DIRECTION -> Put the lines of the items into a Markdown table with the columns "Row" and "Line," starting with the line that contains "Mark a dot on every instance of the white duvet" and going on through the end of the items. Number each row and leave out blank lines.

----- RECORDS FOR THE EXERCISE -----

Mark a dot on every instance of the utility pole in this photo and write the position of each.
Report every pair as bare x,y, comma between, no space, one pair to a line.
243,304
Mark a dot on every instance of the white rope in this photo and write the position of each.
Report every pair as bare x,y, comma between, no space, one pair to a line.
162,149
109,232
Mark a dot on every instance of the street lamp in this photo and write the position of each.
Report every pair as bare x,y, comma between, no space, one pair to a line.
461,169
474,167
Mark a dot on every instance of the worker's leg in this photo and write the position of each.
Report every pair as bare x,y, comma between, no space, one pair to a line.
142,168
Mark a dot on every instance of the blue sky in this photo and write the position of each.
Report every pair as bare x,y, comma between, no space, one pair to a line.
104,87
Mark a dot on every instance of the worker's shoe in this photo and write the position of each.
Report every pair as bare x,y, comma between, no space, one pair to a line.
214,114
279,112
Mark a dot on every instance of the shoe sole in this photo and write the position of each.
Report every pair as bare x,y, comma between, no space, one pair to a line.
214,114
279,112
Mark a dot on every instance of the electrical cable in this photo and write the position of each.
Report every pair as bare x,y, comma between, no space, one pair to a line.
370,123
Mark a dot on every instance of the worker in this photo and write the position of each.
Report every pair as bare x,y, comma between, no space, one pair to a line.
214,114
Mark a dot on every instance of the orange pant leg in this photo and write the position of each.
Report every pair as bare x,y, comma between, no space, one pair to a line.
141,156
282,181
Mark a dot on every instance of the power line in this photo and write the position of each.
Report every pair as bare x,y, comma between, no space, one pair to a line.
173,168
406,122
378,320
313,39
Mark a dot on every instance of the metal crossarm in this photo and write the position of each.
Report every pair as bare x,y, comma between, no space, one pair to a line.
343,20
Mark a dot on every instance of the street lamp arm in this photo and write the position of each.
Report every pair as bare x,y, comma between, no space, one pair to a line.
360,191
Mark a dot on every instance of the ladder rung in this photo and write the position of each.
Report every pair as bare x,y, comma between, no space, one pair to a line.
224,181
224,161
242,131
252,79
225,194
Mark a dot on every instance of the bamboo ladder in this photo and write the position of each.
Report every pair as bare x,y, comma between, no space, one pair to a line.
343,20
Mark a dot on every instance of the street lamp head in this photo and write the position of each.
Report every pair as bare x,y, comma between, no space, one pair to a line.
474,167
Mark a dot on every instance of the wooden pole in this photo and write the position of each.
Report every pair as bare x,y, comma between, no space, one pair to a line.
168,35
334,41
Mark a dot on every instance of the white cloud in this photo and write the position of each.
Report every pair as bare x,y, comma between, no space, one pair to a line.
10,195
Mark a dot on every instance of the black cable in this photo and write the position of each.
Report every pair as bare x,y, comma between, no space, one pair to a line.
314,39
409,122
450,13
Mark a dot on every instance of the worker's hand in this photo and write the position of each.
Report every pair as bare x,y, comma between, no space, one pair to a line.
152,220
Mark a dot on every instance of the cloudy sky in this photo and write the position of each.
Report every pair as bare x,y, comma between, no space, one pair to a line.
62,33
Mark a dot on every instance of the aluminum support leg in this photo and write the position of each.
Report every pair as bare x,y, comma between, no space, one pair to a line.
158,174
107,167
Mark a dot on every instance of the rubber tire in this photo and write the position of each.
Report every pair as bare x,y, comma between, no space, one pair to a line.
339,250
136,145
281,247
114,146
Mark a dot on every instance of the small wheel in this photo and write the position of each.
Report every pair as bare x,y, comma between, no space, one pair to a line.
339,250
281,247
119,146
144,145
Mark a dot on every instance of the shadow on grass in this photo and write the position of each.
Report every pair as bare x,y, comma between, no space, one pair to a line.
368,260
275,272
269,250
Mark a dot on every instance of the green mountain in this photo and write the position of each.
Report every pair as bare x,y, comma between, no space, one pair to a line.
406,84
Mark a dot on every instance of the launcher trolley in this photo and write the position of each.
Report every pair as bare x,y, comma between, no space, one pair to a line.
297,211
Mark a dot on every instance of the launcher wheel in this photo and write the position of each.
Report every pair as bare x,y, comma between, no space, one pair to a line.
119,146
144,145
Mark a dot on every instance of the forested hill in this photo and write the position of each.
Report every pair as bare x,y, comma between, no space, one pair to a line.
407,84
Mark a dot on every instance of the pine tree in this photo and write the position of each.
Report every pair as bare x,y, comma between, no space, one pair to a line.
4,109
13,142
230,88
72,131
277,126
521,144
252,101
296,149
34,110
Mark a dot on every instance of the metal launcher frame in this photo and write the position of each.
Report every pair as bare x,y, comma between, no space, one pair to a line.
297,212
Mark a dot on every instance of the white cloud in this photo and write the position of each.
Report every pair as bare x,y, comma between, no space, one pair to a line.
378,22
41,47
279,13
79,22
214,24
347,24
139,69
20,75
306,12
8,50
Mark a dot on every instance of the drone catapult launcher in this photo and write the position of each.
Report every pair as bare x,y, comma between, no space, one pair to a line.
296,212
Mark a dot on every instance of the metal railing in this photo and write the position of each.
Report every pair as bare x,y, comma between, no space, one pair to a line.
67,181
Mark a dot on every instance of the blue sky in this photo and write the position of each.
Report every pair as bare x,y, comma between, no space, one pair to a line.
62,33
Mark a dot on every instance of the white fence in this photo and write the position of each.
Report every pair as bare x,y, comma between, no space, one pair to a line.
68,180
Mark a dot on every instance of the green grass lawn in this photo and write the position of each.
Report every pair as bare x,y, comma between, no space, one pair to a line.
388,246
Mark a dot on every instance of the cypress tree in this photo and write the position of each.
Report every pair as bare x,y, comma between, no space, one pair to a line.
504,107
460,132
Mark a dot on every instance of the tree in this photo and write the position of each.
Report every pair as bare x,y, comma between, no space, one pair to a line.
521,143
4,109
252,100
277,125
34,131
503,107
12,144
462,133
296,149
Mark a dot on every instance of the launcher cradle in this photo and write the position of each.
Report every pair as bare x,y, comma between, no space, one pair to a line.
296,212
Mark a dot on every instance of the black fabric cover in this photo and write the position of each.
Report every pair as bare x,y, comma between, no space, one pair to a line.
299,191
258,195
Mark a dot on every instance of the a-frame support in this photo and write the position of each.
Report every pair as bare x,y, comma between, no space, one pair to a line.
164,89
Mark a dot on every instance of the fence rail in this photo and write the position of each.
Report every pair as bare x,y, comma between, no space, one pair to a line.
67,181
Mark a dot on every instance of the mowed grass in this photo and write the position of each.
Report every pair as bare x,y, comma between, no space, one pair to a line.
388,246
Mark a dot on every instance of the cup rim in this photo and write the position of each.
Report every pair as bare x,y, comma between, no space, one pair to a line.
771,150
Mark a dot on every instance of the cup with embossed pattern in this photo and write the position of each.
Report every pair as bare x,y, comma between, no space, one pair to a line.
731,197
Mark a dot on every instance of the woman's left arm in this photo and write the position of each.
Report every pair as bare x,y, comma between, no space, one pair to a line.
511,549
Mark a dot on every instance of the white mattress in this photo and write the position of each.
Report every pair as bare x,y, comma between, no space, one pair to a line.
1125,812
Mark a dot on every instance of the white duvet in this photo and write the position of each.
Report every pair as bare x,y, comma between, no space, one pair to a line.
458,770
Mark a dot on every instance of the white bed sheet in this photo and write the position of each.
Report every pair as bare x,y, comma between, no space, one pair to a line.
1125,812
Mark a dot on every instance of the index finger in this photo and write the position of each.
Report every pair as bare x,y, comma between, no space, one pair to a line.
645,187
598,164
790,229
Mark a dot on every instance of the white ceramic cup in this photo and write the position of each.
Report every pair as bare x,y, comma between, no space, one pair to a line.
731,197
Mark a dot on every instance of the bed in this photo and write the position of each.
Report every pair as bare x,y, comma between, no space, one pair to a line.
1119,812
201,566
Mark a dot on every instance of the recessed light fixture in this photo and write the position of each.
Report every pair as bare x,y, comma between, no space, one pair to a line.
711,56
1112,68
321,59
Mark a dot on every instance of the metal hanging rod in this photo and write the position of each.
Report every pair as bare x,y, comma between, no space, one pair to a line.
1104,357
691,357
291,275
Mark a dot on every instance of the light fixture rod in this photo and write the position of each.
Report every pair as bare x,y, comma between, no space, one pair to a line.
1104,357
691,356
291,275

-----

RESULT OF THIS EXERCISE ->
| Row | Line |
|---|---|
| 1 | Mark a dot on every instance of the white duvet in this photo and write the position of each. |
| 2 | Report every pair as bare x,y, comma between, no space, one pair to a line. |
| 3 | 458,770 |
| 4 | Mark a dot on every instance of the white bed sheet in this photo and write the position of each. |
| 5 | Report every pair as bare x,y, comma between, no space, one pair to a line. |
| 6 | 1125,812 |
| 7 | Mark a dot on every instance of the index finger in this photo and write the position of each. |
| 8 | Report every pair as bare x,y, comma between, no space, one pair to a line. |
| 9 | 645,187 |
| 10 | 598,164 |
| 11 | 790,229 |
| 12 | Mark a dot on every instance of the white ceramic cup in this photo and write the position of each. |
| 13 | Report every pair as bare x,y, comma between, no space, one pair to a line. |
| 14 | 731,197 |
| 15 | Mark a dot on every instance of the bed in this photo and write the position of each. |
| 16 | Report every pair as bare x,y, comma between, no space, one pair to a line. |
| 17 | 1119,812 |
| 18 | 201,566 |
| 19 | Mark a dot on every instance of the recessed light fixture in this photo and write the position of each. |
| 20 | Report every pair as bare x,y, comma between, no space, one pair to a line. |
| 21 | 711,56 |
| 22 | 1112,68 |
| 23 | 321,59 |
| 24 | Mark a dot on every instance of the metal hanging rod in this photo and write the position of each. |
| 25 | Report every pair as bare x,y, comma between, no space, one pair to a line. |
| 26 | 1104,357 |
| 27 | 691,357 |
| 28 | 291,275 |
| 29 | Mark a dot on every instance of the light fixture rod in this photo and write the position of each. |
| 30 | Report every pair as bare x,y, comma between, no space, one pair to a line. |
| 31 | 1104,357 |
| 32 | 691,356 |
| 33 | 291,275 |